::: Document extract

Holidays Looking Bright for Consumer Electronics - According to a recent survey by the Consumer Electronics Association, 77% of consumers plan to buy at least one consumer electronics product as a gift this holiday season. DVD players, headset CD players, digital cameras and wireless phones are among the top products. The survey found that despite consumers feeling the U.S. Economy was in a worse state that at this time last year, they expect to spend roughly the same amount on gifts this year as last year. Concerns over the economy and safety are leading consumers to purchase electronic products that allow families to stay connected and share time in the home. 70% of those surveyed planned to shop at a brick-and-mortar electronics retailer, while 36% planned to shop online. The CEA also reported that DVD and DTV sales flourished during both August and September.

Logo IDs to Simplify Digital TV Interconnections - The Video Division Board of the CEA has approved a system of identification and logos to ease consumer adoption and retail marketing of various digital video products using the IEEE 1394 (FireWire) standard connector. The new logos were developed to aid consumers in matching digital products that would work with one another. Among the terms to be used are DTVLink, DCAMLink, DVDLink and WEBLink.

Home Theater in a Box Gains in Popularity - Consumers in recent years have spend an average of $3,400 for their home theater components. Spurring penetration of HT has been the simplified home-theater-in-a-box systems now offered by many leading manufacturers. The package normally includes an AV receiver, five speakers and a powered subwoofer. In some cases a DVD player is part of the mix. All the cabling and complete instructions are included. (Hopefully it explains you shouldn't set the surround speakers on top of the front speakers, as I have seen in many HT systems!) The trend has become so mainstream that Consumer Reports reviewed some of the systems in its current issue and gave its highest rating to a system from Kenwood. This may correct the unrealistic numbers previous surveys of surround sound-capable homes have shown; owners may have had surround receivers, but few bothered to hook up and deploy the center and surround speakers.

::::::

Request: Condense the paragraph of the consumer electronics news that begins "Logo IDs to Simplify Digital TV Interconnections" into a short bulleted list of its main facts.

::: Items

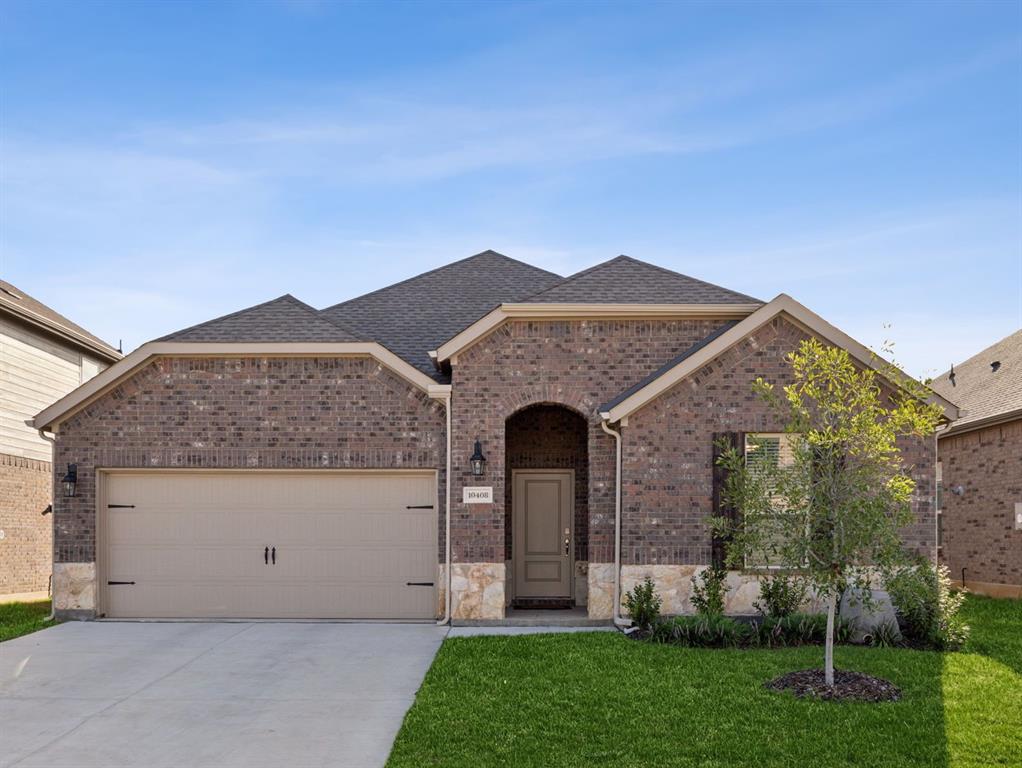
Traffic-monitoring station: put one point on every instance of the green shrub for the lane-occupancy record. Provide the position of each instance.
(708, 631)
(927, 607)
(643, 604)
(885, 635)
(799, 629)
(708, 597)
(780, 594)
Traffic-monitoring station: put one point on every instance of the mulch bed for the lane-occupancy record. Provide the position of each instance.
(848, 686)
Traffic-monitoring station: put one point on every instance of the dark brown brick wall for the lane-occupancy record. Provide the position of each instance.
(26, 490)
(575, 363)
(979, 526)
(547, 437)
(668, 452)
(293, 413)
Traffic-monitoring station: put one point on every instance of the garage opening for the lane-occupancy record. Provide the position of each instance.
(268, 545)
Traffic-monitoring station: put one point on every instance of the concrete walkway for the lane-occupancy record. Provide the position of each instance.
(194, 694)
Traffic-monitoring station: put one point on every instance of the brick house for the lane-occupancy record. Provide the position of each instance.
(286, 461)
(43, 356)
(980, 466)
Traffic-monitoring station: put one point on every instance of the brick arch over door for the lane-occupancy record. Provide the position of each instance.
(549, 436)
(571, 398)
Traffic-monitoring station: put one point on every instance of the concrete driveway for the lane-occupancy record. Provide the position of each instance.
(184, 695)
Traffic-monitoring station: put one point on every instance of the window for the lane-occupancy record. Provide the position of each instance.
(765, 452)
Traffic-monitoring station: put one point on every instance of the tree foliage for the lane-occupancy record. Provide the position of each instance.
(833, 509)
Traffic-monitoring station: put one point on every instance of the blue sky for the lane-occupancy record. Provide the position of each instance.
(165, 163)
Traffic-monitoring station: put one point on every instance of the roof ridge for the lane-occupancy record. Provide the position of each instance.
(318, 314)
(488, 252)
(979, 354)
(284, 297)
(633, 260)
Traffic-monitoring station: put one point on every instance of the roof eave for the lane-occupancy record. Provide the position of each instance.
(108, 354)
(783, 304)
(540, 311)
(980, 423)
(96, 387)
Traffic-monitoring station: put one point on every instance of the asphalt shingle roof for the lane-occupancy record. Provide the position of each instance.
(417, 315)
(979, 390)
(283, 319)
(628, 280)
(14, 299)
(667, 366)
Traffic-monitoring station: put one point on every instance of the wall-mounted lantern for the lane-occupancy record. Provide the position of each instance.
(70, 481)
(478, 461)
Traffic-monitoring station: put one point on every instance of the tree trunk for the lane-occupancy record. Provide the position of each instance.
(829, 647)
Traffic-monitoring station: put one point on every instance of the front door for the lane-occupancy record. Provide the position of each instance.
(542, 543)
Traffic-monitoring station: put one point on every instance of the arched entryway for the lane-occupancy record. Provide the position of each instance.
(546, 532)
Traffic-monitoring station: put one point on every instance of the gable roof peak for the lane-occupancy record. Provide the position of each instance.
(282, 319)
(624, 279)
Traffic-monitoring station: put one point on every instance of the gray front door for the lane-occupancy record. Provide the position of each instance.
(542, 543)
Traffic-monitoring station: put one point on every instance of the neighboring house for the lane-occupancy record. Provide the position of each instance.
(283, 461)
(980, 467)
(43, 356)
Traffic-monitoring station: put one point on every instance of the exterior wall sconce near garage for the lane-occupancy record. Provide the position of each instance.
(478, 461)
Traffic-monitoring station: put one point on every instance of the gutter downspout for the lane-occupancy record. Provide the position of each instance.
(447, 521)
(53, 526)
(618, 621)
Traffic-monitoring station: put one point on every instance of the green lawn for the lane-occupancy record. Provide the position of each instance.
(18, 619)
(599, 698)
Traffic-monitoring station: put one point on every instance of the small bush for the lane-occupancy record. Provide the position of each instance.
(927, 607)
(643, 604)
(799, 629)
(885, 635)
(780, 595)
(708, 597)
(707, 631)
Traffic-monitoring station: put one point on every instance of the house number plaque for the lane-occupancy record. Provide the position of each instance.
(477, 495)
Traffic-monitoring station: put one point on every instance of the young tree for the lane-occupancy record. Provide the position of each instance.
(830, 499)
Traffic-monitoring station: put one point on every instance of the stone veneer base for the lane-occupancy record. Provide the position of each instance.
(75, 590)
(477, 590)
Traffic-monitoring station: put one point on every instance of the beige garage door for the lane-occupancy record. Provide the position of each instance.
(268, 545)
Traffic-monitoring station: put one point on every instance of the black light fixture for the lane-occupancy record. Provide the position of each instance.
(477, 460)
(70, 481)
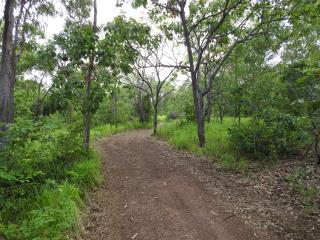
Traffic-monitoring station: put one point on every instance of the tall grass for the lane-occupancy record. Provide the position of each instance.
(44, 185)
(184, 136)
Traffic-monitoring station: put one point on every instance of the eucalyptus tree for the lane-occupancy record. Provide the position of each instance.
(210, 31)
(151, 77)
(91, 62)
(21, 23)
(6, 113)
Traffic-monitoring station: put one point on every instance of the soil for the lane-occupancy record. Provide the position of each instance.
(153, 191)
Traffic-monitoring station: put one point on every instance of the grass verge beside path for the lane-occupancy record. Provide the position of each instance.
(184, 136)
(45, 177)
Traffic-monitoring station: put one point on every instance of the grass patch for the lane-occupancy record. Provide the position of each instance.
(108, 129)
(45, 177)
(184, 136)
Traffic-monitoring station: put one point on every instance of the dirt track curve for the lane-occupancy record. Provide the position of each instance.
(149, 195)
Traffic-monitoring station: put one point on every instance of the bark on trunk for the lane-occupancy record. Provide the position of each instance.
(155, 119)
(199, 114)
(6, 71)
(197, 95)
(208, 111)
(89, 77)
(140, 107)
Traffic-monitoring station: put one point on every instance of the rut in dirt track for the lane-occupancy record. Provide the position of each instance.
(148, 196)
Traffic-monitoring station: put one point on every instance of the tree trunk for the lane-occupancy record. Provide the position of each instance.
(155, 119)
(199, 114)
(6, 71)
(197, 95)
(140, 107)
(89, 77)
(208, 111)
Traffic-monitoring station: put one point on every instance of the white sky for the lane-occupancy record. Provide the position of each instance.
(107, 10)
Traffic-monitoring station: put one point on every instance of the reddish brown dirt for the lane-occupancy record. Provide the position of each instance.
(151, 193)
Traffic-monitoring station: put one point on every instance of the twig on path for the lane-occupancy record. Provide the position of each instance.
(134, 236)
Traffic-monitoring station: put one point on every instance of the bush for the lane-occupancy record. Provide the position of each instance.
(275, 134)
(189, 112)
(173, 115)
(43, 174)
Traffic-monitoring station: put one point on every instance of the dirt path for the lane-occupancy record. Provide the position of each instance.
(150, 195)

::::::

Correct output:
- The CEA's Video Division Board approved an identification and logo system for digital video products that use the IEEE 1394 (FireWire) standard connector.
- The system aims to ease consumer adoption and retail marketing of these products.
- The logos help consumers match digital products that work with one another.
- Terms to be used include DTVLink, DCAMLink, DVDLink and WEBLink.